### SET TASK 1
Please pick out every line of the records below that contains the word "rooftop". Case counts.

### QUOTED TEXT
•••
# Specialized secteur and allez



## bpt (31 Jul 2009)

Whats the difference and which one is better? Sorry for all the questions.


----------



## ianrauk (31 Jul 2009)

The Secteur (of wich I have just bought an Elite version) has more relaxed geometry then the Allez, which is more an out and out road boad.


----------



## Mac66 (31 Jul 2009)

The Allez is Specialized's introductory level aluminium road race bike, with a race geometry. This means that you are bent over reasonably low on the bike and the bike is very responsive.

The Secteur is an aluminium version of Specialized's carbon fibre Roubaix range, which is designed for comfort over longer distances, but still gets you there quickly. It has a more relaxed geometry, as per Ianrauk's comment and a fractionally longer wheel base. This means you sit slightly more upright and there is a more relaxed feel to the handling than you get with an out and out race bike.
•••
### SUPPLIED RECORDS

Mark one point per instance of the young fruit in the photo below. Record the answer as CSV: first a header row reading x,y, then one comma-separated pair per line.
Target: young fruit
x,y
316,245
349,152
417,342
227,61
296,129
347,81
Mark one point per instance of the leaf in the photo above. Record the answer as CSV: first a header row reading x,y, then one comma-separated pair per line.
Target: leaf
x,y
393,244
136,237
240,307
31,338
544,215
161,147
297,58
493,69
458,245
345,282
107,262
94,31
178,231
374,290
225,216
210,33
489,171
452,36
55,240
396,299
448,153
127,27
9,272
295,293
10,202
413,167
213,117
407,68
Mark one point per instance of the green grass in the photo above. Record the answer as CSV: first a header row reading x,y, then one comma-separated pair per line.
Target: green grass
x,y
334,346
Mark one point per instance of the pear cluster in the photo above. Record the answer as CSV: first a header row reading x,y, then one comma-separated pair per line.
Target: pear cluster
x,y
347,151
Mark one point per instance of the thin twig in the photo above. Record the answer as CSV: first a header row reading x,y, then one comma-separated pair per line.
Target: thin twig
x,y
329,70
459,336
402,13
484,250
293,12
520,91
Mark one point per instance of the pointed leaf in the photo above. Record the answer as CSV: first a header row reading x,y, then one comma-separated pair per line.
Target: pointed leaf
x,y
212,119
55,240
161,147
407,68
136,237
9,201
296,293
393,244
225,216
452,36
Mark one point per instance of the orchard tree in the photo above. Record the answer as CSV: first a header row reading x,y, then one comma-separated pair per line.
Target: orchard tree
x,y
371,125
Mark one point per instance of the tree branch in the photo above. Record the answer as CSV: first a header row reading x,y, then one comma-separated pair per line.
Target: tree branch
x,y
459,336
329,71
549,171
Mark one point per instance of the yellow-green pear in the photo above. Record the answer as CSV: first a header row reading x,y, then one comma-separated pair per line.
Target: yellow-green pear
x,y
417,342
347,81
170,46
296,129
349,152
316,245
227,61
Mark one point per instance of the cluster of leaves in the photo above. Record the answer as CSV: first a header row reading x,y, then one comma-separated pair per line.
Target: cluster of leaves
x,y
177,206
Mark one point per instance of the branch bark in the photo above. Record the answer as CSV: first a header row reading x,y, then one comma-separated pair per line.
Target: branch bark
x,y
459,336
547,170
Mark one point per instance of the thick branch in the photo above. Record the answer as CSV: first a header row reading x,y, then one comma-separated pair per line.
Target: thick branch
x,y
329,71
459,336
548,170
•••
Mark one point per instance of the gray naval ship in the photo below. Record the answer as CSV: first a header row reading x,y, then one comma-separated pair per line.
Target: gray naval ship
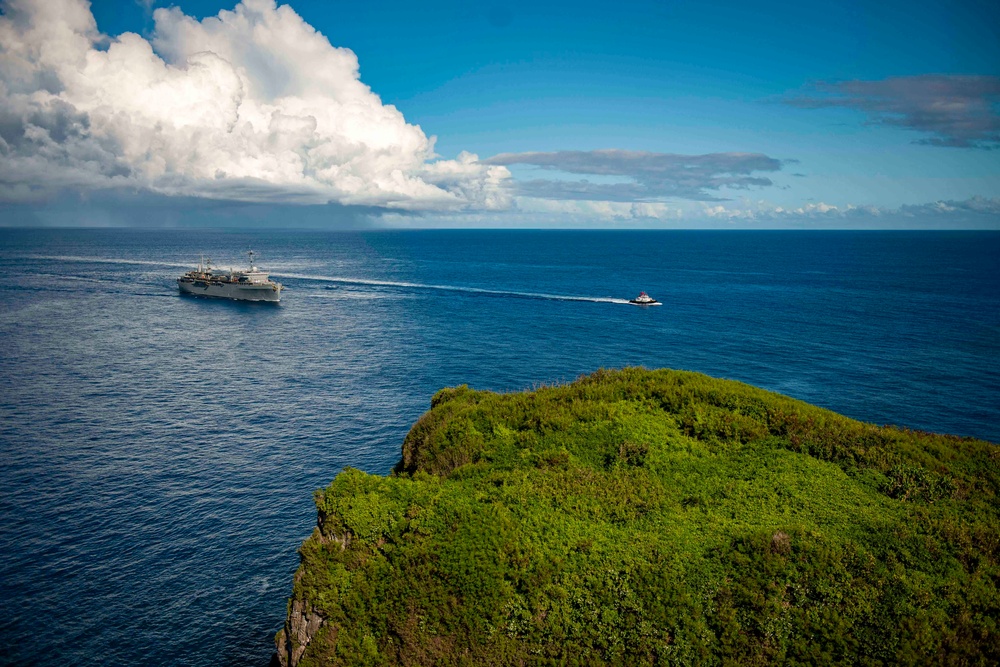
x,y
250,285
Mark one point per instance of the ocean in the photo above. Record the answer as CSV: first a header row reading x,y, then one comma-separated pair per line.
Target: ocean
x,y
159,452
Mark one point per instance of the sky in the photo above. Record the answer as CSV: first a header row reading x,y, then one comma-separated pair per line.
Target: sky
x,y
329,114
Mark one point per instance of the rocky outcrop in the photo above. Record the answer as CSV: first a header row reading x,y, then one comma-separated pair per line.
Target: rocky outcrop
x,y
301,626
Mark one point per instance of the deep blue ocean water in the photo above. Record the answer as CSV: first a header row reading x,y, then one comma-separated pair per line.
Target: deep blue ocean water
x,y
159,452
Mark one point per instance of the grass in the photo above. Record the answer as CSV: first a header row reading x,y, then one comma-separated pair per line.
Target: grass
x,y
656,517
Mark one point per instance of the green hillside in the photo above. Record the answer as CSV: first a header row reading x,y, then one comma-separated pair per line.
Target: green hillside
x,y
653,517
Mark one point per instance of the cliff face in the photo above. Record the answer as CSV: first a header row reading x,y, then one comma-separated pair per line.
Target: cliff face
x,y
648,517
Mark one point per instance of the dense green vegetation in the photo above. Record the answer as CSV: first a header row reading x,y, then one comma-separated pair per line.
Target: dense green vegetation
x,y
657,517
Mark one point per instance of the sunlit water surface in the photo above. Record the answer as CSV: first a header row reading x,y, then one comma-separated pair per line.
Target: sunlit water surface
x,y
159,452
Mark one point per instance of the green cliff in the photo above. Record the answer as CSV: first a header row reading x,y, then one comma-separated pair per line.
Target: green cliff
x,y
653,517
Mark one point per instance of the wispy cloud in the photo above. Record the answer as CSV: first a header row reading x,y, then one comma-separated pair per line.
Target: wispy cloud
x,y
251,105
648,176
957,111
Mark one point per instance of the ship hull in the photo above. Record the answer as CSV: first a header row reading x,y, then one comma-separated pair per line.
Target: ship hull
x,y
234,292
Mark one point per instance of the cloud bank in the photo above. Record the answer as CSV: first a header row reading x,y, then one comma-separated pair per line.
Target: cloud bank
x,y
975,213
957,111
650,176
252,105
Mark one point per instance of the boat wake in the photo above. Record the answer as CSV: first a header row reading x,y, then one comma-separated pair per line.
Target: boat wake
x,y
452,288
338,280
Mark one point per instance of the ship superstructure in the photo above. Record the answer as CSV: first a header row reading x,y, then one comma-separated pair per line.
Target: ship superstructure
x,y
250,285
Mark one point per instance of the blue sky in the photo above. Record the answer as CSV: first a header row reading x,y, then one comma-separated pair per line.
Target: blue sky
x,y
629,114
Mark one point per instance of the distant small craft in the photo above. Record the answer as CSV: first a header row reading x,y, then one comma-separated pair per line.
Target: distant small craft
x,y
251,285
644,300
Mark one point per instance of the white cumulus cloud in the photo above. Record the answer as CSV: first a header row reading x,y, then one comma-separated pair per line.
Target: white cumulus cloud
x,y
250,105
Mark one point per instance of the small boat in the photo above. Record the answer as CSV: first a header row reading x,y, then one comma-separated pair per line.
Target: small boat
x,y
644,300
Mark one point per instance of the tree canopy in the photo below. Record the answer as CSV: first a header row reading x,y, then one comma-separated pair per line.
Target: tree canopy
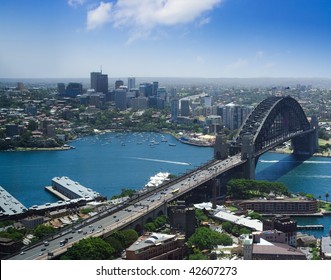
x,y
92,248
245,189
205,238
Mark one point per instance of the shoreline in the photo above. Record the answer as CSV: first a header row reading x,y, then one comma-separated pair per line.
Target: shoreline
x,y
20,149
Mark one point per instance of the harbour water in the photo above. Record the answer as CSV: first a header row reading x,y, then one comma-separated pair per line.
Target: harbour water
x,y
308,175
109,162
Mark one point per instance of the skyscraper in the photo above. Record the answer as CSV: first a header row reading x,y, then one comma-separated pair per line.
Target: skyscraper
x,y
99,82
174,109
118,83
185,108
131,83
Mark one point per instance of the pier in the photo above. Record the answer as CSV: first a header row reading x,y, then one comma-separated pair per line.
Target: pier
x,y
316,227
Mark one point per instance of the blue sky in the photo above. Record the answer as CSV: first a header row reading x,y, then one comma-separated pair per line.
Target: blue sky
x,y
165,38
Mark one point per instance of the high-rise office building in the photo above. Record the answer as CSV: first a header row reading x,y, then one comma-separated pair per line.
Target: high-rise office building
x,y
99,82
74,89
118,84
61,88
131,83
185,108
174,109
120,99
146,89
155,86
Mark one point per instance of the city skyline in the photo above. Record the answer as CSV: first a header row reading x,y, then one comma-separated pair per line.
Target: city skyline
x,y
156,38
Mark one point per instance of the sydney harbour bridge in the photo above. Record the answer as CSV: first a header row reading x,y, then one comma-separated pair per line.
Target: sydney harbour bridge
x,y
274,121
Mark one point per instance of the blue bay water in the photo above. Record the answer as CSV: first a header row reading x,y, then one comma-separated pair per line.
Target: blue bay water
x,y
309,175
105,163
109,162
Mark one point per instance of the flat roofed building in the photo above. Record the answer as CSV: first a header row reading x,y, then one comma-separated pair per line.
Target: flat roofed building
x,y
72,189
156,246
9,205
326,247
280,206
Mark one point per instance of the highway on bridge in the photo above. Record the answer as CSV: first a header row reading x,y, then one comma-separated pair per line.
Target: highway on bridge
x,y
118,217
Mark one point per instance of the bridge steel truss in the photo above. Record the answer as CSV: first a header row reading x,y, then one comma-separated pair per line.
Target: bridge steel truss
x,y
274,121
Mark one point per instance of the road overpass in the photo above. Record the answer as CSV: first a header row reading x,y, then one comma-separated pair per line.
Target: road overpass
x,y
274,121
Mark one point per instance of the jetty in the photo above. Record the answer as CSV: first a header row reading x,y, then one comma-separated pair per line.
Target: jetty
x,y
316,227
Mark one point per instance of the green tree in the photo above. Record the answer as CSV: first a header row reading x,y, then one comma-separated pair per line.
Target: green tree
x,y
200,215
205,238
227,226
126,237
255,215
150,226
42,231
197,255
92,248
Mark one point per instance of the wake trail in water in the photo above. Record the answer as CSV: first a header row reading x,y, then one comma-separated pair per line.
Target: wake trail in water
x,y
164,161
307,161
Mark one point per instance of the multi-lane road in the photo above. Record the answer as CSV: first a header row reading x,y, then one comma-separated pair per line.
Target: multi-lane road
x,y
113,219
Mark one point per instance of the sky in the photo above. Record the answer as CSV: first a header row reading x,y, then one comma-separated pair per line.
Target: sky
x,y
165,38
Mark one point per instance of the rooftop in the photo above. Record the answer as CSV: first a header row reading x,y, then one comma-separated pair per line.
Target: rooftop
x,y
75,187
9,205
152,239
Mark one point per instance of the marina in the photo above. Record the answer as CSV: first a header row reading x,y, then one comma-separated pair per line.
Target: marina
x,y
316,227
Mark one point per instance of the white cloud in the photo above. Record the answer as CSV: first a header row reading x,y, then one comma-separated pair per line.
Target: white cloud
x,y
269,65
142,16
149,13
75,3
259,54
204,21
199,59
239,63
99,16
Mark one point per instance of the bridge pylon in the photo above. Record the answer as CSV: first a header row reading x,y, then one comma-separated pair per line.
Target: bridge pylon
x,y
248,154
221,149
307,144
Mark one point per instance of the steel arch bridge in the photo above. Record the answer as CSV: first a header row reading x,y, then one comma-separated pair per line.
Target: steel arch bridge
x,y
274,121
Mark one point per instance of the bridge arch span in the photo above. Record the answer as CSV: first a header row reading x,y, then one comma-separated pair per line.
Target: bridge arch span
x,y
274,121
•••
### SET TASK 2
In the thread, the Secteur is an aluminium version of which carbon fibre Specialized range?

### EXERCISE OUTPUT 1
Mark one point per instance of the rooftop in the photo above. Record the answer as CSV: first a header row reading x,y, then one comma-separated pair per line.
Target: rooftop

### EXERCISE OUTPUT 2
The Roubaix range.